— Begin Listing —

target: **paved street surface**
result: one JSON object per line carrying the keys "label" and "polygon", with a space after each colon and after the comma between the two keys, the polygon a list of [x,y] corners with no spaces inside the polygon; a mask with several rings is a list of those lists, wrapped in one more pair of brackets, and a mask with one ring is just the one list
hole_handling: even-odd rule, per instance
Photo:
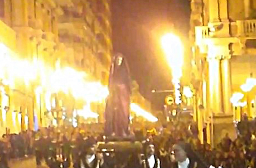
{"label": "paved street surface", "polygon": [[11,159],[9,161],[10,168],[48,168],[43,162],[42,166],[36,166],[34,157],[22,159]]}

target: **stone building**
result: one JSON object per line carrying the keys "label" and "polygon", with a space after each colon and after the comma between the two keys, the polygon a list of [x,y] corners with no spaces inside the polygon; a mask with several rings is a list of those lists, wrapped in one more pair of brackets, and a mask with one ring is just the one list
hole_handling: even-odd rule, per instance
{"label": "stone building", "polygon": [[[255,88],[241,85],[256,77],[256,2],[192,0],[191,7],[193,84],[197,104],[203,105],[196,107],[197,120],[201,139],[204,123],[207,141],[213,144],[226,133],[234,138],[233,120],[243,114],[256,116]],[[232,105],[237,92],[244,97]]]}
{"label": "stone building", "polygon": [[[53,69],[58,64],[70,67],[106,85],[112,48],[110,3],[109,0],[0,0],[1,61],[11,56],[24,61],[40,60]],[[69,106],[56,94],[46,100],[47,93],[37,93],[43,81],[5,82],[11,78],[0,76],[0,134],[6,129],[14,133],[47,125],[47,101],[51,104],[55,100],[57,114],[61,106]]]}

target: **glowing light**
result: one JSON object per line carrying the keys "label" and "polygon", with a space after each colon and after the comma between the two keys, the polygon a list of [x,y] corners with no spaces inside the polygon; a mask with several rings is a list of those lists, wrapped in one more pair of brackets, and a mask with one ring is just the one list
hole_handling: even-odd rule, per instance
{"label": "glowing light", "polygon": [[179,38],[169,33],[162,38],[162,47],[169,65],[172,68],[173,79],[179,79],[182,76],[184,48]]}
{"label": "glowing light", "polygon": [[25,125],[28,125],[28,123],[29,123],[29,117],[28,117],[28,116],[25,115],[25,117],[24,117],[24,120],[25,122]]}
{"label": "glowing light", "polygon": [[230,98],[230,101],[235,107],[244,107],[247,105],[247,102],[246,101],[241,102],[241,100],[244,96],[244,94],[242,93],[234,93]]}
{"label": "glowing light", "polygon": [[57,120],[56,119],[53,119],[53,125],[55,127],[57,126]]}
{"label": "glowing light", "polygon": [[141,116],[150,121],[156,122],[158,120],[156,117],[146,112],[136,104],[131,103],[130,104],[130,109],[132,111],[135,112],[136,115]]}
{"label": "glowing light", "polygon": [[249,78],[246,80],[246,83],[241,86],[240,88],[244,92],[251,91],[256,86],[256,79]]}
{"label": "glowing light", "polygon": [[98,82],[89,81],[84,72],[70,67],[61,67],[59,60],[56,62],[55,67],[51,67],[38,59],[30,62],[14,57],[15,54],[11,54],[3,43],[0,43],[0,49],[1,83],[11,88],[15,88],[17,83],[39,86],[34,91],[37,103],[39,103],[38,101],[41,94],[45,93],[45,106],[48,111],[51,110],[51,103],[55,106],[55,103],[51,102],[51,95],[58,92],[90,102],[101,101],[109,94],[107,86]]}
{"label": "glowing light", "polygon": [[187,98],[191,98],[193,96],[193,92],[189,87],[184,86],[183,88],[183,94]]}
{"label": "glowing light", "polygon": [[90,102],[87,102],[82,110],[77,110],[77,115],[82,116],[86,119],[88,118],[97,118],[99,116],[98,114],[92,111]]}
{"label": "glowing light", "polygon": [[47,91],[45,93],[44,101],[45,102],[45,107],[48,111],[50,111],[51,109],[51,93]]}
{"label": "glowing light", "polygon": [[21,118],[22,118],[21,114],[19,113],[18,114],[18,120],[19,121],[19,124],[21,123]]}
{"label": "glowing light", "polygon": [[175,103],[179,104],[182,102],[179,89],[180,88],[179,79],[182,76],[184,47],[179,38],[171,33],[162,38],[161,44],[166,55],[168,63],[172,69],[172,82],[175,87]]}

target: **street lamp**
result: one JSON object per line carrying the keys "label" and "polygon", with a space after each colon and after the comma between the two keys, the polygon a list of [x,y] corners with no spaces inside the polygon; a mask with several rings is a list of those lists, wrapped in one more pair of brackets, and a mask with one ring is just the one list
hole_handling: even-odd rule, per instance
{"label": "street lamp", "polygon": [[181,103],[180,79],[182,76],[183,45],[180,39],[172,33],[168,33],[162,38],[161,44],[168,64],[172,69],[172,82],[175,88],[175,103],[179,105]]}
{"label": "street lamp", "polygon": [[169,93],[169,92],[174,92],[174,91],[173,90],[160,90],[160,91],[157,91],[155,89],[152,90],[151,91],[151,93]]}

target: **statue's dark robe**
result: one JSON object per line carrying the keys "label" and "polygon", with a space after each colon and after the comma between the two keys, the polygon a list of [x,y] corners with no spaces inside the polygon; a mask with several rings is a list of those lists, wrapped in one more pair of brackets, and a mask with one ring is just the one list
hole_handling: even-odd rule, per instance
{"label": "statue's dark robe", "polygon": [[120,66],[112,63],[110,73],[110,95],[105,111],[105,134],[116,136],[128,134],[129,130],[130,81],[127,64],[123,60]]}

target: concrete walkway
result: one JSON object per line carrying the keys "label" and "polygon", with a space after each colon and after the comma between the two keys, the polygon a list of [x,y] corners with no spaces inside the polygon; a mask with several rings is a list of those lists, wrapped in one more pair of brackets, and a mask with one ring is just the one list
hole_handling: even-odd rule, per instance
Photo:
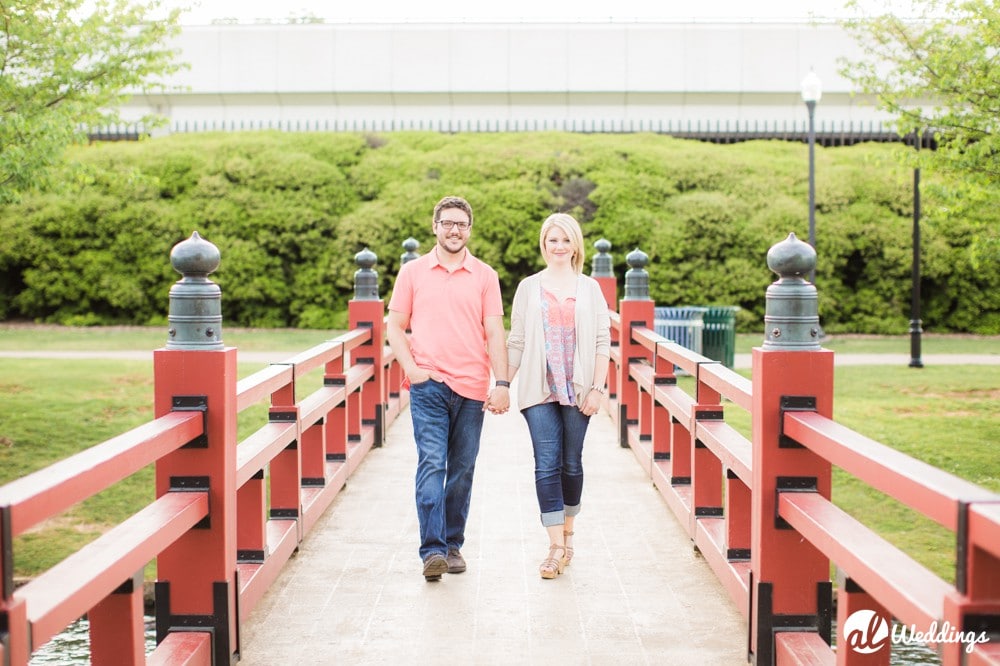
{"label": "concrete walkway", "polygon": [[576,557],[548,539],[519,413],[486,417],[469,569],[427,583],[409,412],[362,463],[242,629],[241,666],[746,664],[746,625],[604,414],[584,449]]}

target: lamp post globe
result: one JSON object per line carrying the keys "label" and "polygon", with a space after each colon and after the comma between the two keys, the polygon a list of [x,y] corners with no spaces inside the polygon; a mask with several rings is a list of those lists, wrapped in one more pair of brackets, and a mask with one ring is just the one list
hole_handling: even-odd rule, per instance
{"label": "lamp post globe", "polygon": [[[802,79],[802,101],[809,110],[809,244],[816,248],[816,104],[823,97],[823,85],[810,71]],[[816,282],[816,269],[809,272],[809,282]]]}

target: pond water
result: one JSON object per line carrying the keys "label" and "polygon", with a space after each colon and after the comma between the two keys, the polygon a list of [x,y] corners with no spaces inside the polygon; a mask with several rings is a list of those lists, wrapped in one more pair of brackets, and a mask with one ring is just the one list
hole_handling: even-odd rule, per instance
{"label": "pond water", "polygon": [[[146,616],[146,654],[156,647],[156,619]],[[30,666],[90,664],[90,623],[81,618],[31,656]]]}

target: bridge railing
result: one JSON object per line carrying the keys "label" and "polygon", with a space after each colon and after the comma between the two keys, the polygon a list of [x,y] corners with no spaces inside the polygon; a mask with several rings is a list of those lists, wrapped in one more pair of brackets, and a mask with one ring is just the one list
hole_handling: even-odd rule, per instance
{"label": "bridge railing", "polygon": [[[171,254],[170,331],[153,353],[155,418],[0,487],[0,665],[83,615],[91,663],[230,663],[239,624],[405,406],[385,346],[375,256],[357,255],[349,332],[237,381],[221,336],[218,250],[194,234]],[[322,372],[304,393],[303,379]],[[239,413],[267,422],[237,441]],[[14,539],[147,465],[157,499],[14,589]],[[143,578],[156,561],[157,647],[145,654]]]}
{"label": "bridge railing", "polygon": [[[944,664],[1000,663],[1000,495],[832,419],[833,353],[819,345],[816,290],[801,277],[812,248],[790,236],[768,255],[780,279],[751,379],[654,333],[646,256],[627,261],[607,407],[744,613],[748,660],[889,664],[895,618],[900,637],[919,633]],[[726,422],[731,407],[749,414],[751,437]],[[834,465],[955,532],[955,584],[833,504]]]}

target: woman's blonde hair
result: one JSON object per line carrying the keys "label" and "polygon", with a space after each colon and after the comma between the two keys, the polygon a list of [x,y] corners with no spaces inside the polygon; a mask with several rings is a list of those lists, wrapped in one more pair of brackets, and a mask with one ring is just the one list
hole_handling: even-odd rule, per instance
{"label": "woman's blonde hair", "polygon": [[538,235],[538,248],[542,251],[542,256],[545,256],[545,235],[549,233],[549,229],[552,228],[559,229],[564,232],[569,238],[570,244],[573,246],[573,270],[578,274],[583,272],[583,230],[580,229],[580,223],[577,222],[572,215],[567,215],[566,213],[553,213],[545,218],[542,222],[542,230]]}

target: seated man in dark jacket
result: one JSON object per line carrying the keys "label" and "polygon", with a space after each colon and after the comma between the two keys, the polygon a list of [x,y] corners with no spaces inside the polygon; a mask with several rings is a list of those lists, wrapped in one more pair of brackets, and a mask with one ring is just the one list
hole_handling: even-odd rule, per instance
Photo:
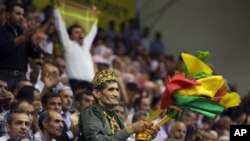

— End Listing —

* Exercise
Reproduce the material from the line that contains "target: woman's blonde hair" through the end of the material, leaving out any pictures.

* Final answer
target: woman's blonde hair
result: one JSON object per line carrying the keys "label" and "polygon", with a space after each colon and after the comma between the two keys, the polygon a list of [x,y] corners with no spaces inside the polygon; a mask with several rings is a list of those lists, wrapped in one more pair of brackets, and a mask with one ring is just the one list
hole_handling: even-odd rule, per instance
{"label": "woman's blonde hair", "polygon": [[538,235],[538,248],[542,251],[542,256],[545,256],[545,235],[549,233],[549,229],[552,228],[559,229],[564,232],[569,238],[570,244],[573,246],[573,270],[578,274],[583,272],[583,230],[580,229],[580,223],[577,222],[572,215],[567,215],[566,213],[553,213],[545,218],[542,222],[542,230]]}

target: seated man in dark jacket
result: one JSON object per line carrying the keys "label" and "polygon", with a space after each colon and after the comma between the two keys, the polygon a list of [x,y] corners with no spaces inside the polygon; a mask with several rings is a list of those lists, wrapped in one more pair of brackets, and a mask with one ring is just the one list
hole_handling: even-odd rule, per instance
Photo:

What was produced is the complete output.